## Your objective
From the passage on Scotland's gin industry, write out the section starting at "Thanks to our" and ending at "we have here.", switching "whisky" to "brewing".

The WSTA recently hosted a reception in the heart of Edinburgh at the Scottish Parliament. Kindly sponsored by Christina McKelvie, MSP, the event was a unique experience to learn about Scotland’s gin industry. Representing the Hamilton, Larkhall and Stonehouse constituency, Christina gives her thoughts on the industry’s contribution.

"The booming popularity of Gin has given the industry a real boost. The industry now has a renewed focus.  In Scotland we now host a whole load of distilleries that contribute 70% of UK gin production. These distilleries stretch from the lowlands all the way up to the Highlands and Islands, providing much needed support in rural communities as well as creating jobs. What’s more, a recent WSTA report showed that women make up 43% of the UK’s wine and spirit industry, meaning women are challenging the stereotype of the alcohol sector being male-dominated. 

Thanks to our whisky roots, Scotland has a long reputation of distilling, but gin represents a new opportunity to further develop our exporting power. I say new, but we’ve actually been producing gin in Scotland since the 1700s. The recent surge in popularity is just a testament to the quality and expertise we have here.

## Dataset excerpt
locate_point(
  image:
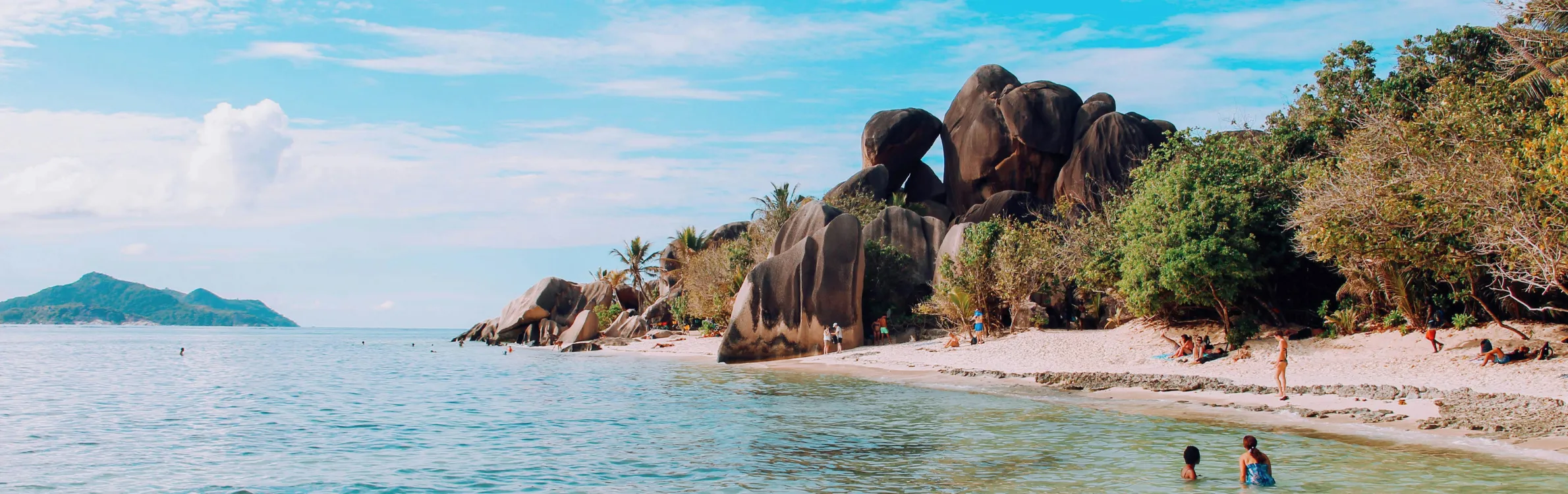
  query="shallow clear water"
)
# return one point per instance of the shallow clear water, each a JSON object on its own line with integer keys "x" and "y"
{"x": 117, "y": 410}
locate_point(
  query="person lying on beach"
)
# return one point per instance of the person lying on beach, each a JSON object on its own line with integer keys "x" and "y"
{"x": 952, "y": 339}
{"x": 1498, "y": 356}
{"x": 1256, "y": 468}
{"x": 1190, "y": 457}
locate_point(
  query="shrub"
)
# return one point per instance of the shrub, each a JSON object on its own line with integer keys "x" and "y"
{"x": 893, "y": 283}
{"x": 607, "y": 314}
{"x": 1341, "y": 322}
{"x": 1243, "y": 330}
{"x": 1463, "y": 320}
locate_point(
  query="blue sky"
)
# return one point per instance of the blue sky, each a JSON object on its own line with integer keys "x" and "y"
{"x": 419, "y": 163}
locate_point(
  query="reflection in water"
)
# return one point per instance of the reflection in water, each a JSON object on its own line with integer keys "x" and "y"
{"x": 312, "y": 410}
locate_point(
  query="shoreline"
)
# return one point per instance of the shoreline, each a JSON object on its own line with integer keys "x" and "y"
{"x": 1363, "y": 406}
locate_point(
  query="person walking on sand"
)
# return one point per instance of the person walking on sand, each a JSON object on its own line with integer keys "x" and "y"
{"x": 1256, "y": 468}
{"x": 1190, "y": 457}
{"x": 974, "y": 338}
{"x": 1432, "y": 336}
{"x": 1281, "y": 363}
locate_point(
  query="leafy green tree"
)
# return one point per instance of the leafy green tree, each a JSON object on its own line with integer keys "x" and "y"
{"x": 1203, "y": 225}
{"x": 637, "y": 256}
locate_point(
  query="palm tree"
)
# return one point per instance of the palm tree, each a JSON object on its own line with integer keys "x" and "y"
{"x": 613, "y": 278}
{"x": 780, "y": 204}
{"x": 637, "y": 258}
{"x": 687, "y": 244}
{"x": 1537, "y": 32}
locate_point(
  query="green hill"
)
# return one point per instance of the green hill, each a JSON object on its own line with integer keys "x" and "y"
{"x": 98, "y": 297}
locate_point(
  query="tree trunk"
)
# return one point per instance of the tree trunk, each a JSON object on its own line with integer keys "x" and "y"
{"x": 1484, "y": 305}
{"x": 1225, "y": 314}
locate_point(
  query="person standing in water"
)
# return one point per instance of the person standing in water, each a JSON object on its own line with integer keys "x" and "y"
{"x": 1190, "y": 457}
{"x": 1256, "y": 470}
{"x": 1281, "y": 363}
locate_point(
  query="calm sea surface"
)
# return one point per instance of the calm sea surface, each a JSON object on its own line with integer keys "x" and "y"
{"x": 117, "y": 410}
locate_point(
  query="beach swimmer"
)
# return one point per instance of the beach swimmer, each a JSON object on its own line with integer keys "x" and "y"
{"x": 1281, "y": 363}
{"x": 1256, "y": 470}
{"x": 1190, "y": 457}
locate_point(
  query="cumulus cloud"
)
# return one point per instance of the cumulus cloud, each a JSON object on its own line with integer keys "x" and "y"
{"x": 237, "y": 154}
{"x": 77, "y": 163}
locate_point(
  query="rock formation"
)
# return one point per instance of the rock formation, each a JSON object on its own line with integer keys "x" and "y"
{"x": 899, "y": 138}
{"x": 1012, "y": 204}
{"x": 872, "y": 181}
{"x": 911, "y": 234}
{"x": 789, "y": 298}
{"x": 585, "y": 327}
{"x": 1040, "y": 138}
{"x": 806, "y": 220}
{"x": 551, "y": 298}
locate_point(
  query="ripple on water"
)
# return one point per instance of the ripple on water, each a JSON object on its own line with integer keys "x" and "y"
{"x": 312, "y": 412}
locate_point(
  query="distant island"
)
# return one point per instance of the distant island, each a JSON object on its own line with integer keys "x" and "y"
{"x": 102, "y": 300}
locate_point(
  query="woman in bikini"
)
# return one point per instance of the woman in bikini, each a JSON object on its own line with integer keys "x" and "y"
{"x": 1256, "y": 468}
{"x": 1281, "y": 363}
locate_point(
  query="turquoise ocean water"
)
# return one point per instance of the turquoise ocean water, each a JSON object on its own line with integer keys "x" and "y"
{"x": 248, "y": 410}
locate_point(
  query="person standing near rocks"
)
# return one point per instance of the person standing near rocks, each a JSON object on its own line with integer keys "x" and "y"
{"x": 827, "y": 338}
{"x": 1281, "y": 363}
{"x": 974, "y": 338}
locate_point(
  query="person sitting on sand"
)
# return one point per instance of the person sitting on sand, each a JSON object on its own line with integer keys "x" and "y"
{"x": 1183, "y": 348}
{"x": 1190, "y": 457}
{"x": 1256, "y": 470}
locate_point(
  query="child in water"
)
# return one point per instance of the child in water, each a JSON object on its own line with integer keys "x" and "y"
{"x": 1190, "y": 457}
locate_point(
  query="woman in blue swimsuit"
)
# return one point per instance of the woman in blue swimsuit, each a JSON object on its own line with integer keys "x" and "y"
{"x": 1256, "y": 470}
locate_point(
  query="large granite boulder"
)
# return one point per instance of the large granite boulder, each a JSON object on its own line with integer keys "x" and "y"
{"x": 977, "y": 137}
{"x": 874, "y": 181}
{"x": 789, "y": 298}
{"x": 1012, "y": 204}
{"x": 551, "y": 298}
{"x": 600, "y": 294}
{"x": 911, "y": 234}
{"x": 899, "y": 138}
{"x": 949, "y": 248}
{"x": 1103, "y": 159}
{"x": 806, "y": 220}
{"x": 1090, "y": 113}
{"x": 585, "y": 327}
{"x": 924, "y": 186}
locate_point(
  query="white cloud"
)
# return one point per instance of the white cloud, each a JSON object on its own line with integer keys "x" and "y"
{"x": 237, "y": 153}
{"x": 643, "y": 36}
{"x": 547, "y": 186}
{"x": 72, "y": 163}
{"x": 670, "y": 88}
{"x": 281, "y": 49}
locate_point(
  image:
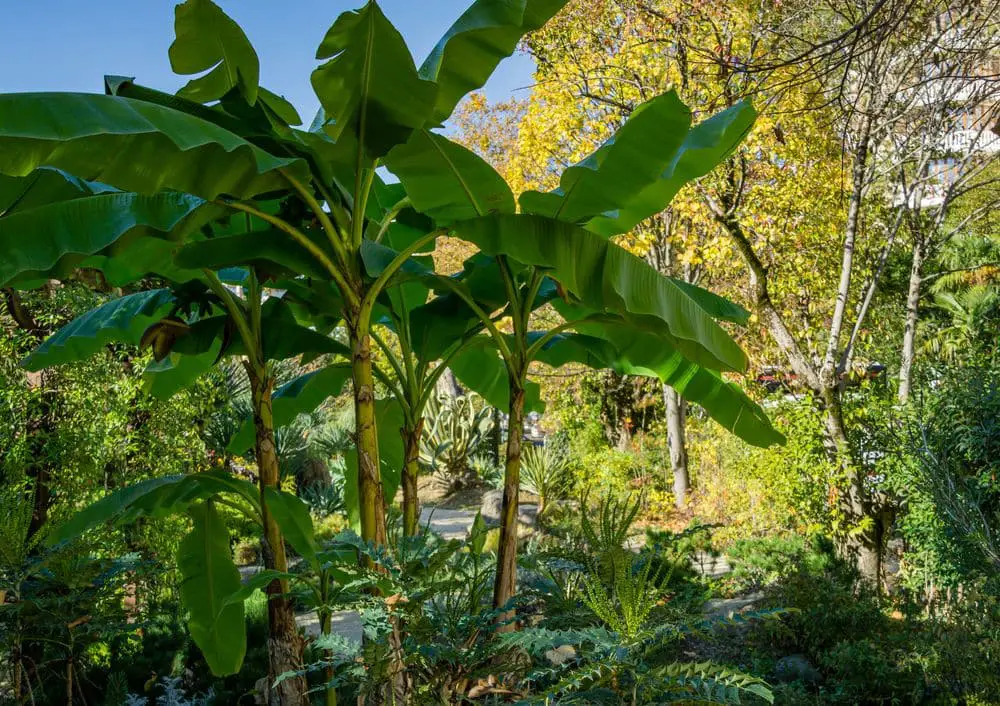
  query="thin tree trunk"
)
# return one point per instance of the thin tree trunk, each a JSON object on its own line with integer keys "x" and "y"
{"x": 676, "y": 415}
{"x": 829, "y": 372}
{"x": 371, "y": 497}
{"x": 506, "y": 578}
{"x": 411, "y": 468}
{"x": 370, "y": 494}
{"x": 863, "y": 547}
{"x": 910, "y": 328}
{"x": 284, "y": 646}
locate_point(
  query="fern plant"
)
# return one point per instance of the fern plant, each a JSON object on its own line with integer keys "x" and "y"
{"x": 626, "y": 655}
{"x": 545, "y": 473}
{"x": 454, "y": 428}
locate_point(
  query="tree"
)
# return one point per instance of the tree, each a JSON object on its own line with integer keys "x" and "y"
{"x": 304, "y": 198}
{"x": 602, "y": 60}
{"x": 229, "y": 224}
{"x": 557, "y": 251}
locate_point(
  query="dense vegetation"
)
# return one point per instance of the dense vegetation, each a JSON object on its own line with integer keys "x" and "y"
{"x": 380, "y": 411}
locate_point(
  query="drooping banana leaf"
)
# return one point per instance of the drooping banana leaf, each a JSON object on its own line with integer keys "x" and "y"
{"x": 206, "y": 38}
{"x": 155, "y": 497}
{"x": 706, "y": 145}
{"x": 44, "y": 186}
{"x": 607, "y": 278}
{"x": 208, "y": 577}
{"x": 469, "y": 52}
{"x": 114, "y": 140}
{"x": 121, "y": 320}
{"x": 613, "y": 344}
{"x": 272, "y": 250}
{"x": 50, "y": 239}
{"x": 369, "y": 88}
{"x": 631, "y": 159}
{"x": 446, "y": 181}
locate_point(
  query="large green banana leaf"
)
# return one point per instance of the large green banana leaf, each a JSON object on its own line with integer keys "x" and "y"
{"x": 607, "y": 278}
{"x": 50, "y": 239}
{"x": 134, "y": 146}
{"x": 44, "y": 186}
{"x": 271, "y": 250}
{"x": 636, "y": 173}
{"x": 369, "y": 87}
{"x": 706, "y": 145}
{"x": 208, "y": 577}
{"x": 155, "y": 497}
{"x": 468, "y": 53}
{"x": 121, "y": 320}
{"x": 609, "y": 178}
{"x": 446, "y": 181}
{"x": 613, "y": 344}
{"x": 126, "y": 263}
{"x": 206, "y": 38}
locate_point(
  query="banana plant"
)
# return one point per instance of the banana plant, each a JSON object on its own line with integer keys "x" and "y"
{"x": 138, "y": 182}
{"x": 555, "y": 248}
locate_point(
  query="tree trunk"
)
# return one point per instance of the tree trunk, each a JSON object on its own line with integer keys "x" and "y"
{"x": 506, "y": 578}
{"x": 863, "y": 547}
{"x": 370, "y": 495}
{"x": 411, "y": 468}
{"x": 284, "y": 646}
{"x": 910, "y": 328}
{"x": 448, "y": 385}
{"x": 676, "y": 415}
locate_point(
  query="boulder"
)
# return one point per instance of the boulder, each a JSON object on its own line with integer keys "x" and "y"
{"x": 491, "y": 507}
{"x": 561, "y": 655}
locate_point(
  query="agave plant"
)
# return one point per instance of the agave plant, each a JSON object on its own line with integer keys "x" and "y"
{"x": 454, "y": 429}
{"x": 224, "y": 199}
{"x": 544, "y": 472}
{"x": 624, "y": 651}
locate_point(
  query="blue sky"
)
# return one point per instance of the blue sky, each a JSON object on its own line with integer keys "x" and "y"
{"x": 69, "y": 45}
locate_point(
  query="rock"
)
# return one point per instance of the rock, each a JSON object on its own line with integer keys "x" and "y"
{"x": 561, "y": 655}
{"x": 527, "y": 515}
{"x": 260, "y": 692}
{"x": 796, "y": 668}
{"x": 491, "y": 507}
{"x": 719, "y": 608}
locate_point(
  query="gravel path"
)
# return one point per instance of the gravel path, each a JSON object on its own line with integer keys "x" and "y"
{"x": 456, "y": 524}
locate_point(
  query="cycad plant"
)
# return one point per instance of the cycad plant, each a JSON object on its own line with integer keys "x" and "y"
{"x": 454, "y": 429}
{"x": 545, "y": 473}
{"x": 623, "y": 654}
{"x": 268, "y": 237}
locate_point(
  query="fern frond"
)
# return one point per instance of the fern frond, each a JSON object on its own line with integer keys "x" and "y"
{"x": 703, "y": 682}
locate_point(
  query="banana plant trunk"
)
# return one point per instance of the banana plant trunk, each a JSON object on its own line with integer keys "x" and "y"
{"x": 676, "y": 407}
{"x": 284, "y": 646}
{"x": 370, "y": 496}
{"x": 506, "y": 578}
{"x": 411, "y": 468}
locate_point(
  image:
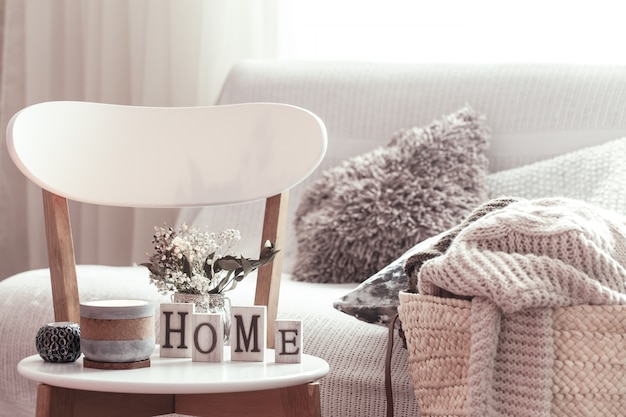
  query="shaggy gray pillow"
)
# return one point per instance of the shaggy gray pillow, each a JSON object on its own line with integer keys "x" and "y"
{"x": 358, "y": 216}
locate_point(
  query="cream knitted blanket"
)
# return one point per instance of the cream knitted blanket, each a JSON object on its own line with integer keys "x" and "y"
{"x": 517, "y": 263}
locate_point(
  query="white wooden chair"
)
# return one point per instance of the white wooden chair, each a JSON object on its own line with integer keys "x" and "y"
{"x": 134, "y": 156}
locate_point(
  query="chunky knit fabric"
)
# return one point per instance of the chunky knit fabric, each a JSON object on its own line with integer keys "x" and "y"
{"x": 516, "y": 264}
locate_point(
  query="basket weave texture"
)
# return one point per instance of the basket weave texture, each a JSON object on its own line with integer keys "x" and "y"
{"x": 589, "y": 366}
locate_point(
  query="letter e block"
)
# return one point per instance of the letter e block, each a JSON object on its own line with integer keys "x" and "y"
{"x": 247, "y": 341}
{"x": 288, "y": 341}
{"x": 208, "y": 338}
{"x": 175, "y": 331}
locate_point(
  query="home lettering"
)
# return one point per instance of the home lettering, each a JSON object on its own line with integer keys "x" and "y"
{"x": 288, "y": 341}
{"x": 248, "y": 342}
{"x": 200, "y": 336}
{"x": 251, "y": 335}
{"x": 175, "y": 332}
{"x": 169, "y": 330}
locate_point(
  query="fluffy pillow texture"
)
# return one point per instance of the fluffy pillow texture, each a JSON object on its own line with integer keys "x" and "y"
{"x": 595, "y": 174}
{"x": 358, "y": 216}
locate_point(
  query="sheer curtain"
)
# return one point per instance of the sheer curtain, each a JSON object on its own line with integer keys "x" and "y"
{"x": 141, "y": 52}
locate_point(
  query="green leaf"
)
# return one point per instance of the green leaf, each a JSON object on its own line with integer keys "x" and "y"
{"x": 186, "y": 266}
{"x": 208, "y": 269}
{"x": 228, "y": 263}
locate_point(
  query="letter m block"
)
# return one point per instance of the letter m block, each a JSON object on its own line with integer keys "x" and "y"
{"x": 247, "y": 335}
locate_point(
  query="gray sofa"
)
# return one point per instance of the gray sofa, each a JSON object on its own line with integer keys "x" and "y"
{"x": 536, "y": 112}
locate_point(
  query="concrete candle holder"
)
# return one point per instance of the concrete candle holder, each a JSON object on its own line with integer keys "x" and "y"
{"x": 117, "y": 334}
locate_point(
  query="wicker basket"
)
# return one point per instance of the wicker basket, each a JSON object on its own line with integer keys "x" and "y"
{"x": 589, "y": 372}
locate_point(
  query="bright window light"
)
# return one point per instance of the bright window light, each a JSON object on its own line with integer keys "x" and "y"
{"x": 455, "y": 30}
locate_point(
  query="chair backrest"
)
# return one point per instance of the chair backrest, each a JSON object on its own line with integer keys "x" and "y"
{"x": 135, "y": 156}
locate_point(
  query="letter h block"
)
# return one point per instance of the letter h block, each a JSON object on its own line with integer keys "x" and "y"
{"x": 247, "y": 341}
{"x": 175, "y": 332}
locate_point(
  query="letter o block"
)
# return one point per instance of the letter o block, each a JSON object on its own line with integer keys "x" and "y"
{"x": 208, "y": 338}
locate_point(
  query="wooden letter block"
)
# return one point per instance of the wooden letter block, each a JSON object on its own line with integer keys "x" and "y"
{"x": 175, "y": 331}
{"x": 208, "y": 338}
{"x": 288, "y": 341}
{"x": 247, "y": 340}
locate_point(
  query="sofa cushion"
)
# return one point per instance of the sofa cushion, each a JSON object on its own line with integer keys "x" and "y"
{"x": 595, "y": 174}
{"x": 357, "y": 216}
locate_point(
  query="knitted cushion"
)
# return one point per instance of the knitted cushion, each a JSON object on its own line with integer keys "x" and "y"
{"x": 592, "y": 174}
{"x": 586, "y": 377}
{"x": 518, "y": 264}
{"x": 358, "y": 216}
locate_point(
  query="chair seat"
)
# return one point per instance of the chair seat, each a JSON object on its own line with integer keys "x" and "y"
{"x": 178, "y": 375}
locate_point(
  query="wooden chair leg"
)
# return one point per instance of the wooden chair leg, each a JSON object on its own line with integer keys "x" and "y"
{"x": 297, "y": 401}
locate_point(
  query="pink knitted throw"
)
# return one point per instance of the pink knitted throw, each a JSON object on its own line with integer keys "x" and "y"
{"x": 516, "y": 264}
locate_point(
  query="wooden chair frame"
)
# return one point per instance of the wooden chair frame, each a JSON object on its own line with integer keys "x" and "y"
{"x": 53, "y": 401}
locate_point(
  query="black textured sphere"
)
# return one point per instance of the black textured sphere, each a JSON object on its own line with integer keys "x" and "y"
{"x": 58, "y": 342}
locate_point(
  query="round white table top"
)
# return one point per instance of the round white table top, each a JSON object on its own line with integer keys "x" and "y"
{"x": 178, "y": 375}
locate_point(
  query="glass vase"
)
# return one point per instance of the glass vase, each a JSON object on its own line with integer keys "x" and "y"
{"x": 208, "y": 303}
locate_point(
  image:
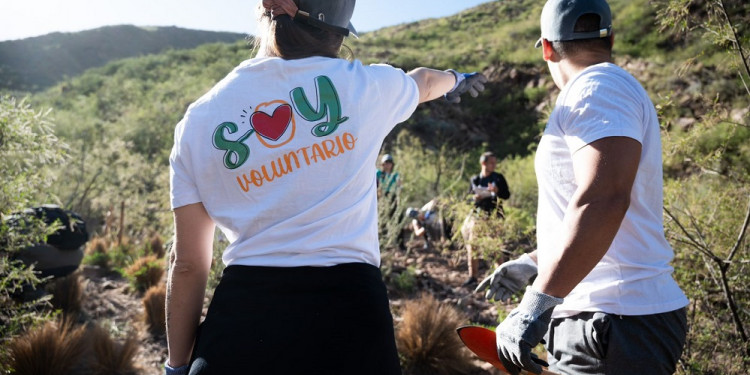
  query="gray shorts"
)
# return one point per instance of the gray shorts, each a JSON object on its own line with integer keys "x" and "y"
{"x": 600, "y": 343}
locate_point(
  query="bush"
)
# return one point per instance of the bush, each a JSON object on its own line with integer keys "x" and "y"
{"x": 29, "y": 151}
{"x": 109, "y": 357}
{"x": 155, "y": 246}
{"x": 153, "y": 309}
{"x": 145, "y": 272}
{"x": 427, "y": 339}
{"x": 53, "y": 348}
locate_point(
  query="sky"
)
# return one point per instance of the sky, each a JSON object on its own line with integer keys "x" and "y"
{"x": 21, "y": 19}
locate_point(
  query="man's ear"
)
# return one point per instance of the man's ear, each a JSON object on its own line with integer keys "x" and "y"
{"x": 548, "y": 53}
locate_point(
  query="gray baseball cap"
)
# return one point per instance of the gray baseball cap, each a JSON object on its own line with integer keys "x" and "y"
{"x": 331, "y": 15}
{"x": 559, "y": 19}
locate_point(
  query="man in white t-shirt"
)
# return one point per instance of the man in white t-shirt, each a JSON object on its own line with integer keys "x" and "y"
{"x": 604, "y": 298}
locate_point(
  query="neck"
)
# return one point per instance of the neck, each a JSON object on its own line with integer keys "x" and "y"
{"x": 571, "y": 67}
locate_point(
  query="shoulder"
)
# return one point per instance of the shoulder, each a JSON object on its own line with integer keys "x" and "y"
{"x": 603, "y": 82}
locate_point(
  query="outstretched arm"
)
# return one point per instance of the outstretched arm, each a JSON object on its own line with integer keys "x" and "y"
{"x": 188, "y": 274}
{"x": 432, "y": 83}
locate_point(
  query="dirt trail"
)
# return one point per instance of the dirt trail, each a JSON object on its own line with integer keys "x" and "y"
{"x": 110, "y": 302}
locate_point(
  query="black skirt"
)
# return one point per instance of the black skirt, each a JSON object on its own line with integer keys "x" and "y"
{"x": 298, "y": 320}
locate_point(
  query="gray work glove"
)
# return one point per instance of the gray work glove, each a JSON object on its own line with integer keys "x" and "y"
{"x": 169, "y": 370}
{"x": 471, "y": 82}
{"x": 509, "y": 278}
{"x": 523, "y": 329}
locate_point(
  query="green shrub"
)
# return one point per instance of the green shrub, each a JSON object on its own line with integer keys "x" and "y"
{"x": 145, "y": 272}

## Problem solution
Thanks to our brewing roots, Scotland has a long reputation of distilling, but gin represents a new opportunity to further develop our exporting power. I say new, but we’ve actually been producing gin in Scotland since the 1700s. The recent surge in popularity is just a testament to the quality and expertise we have here.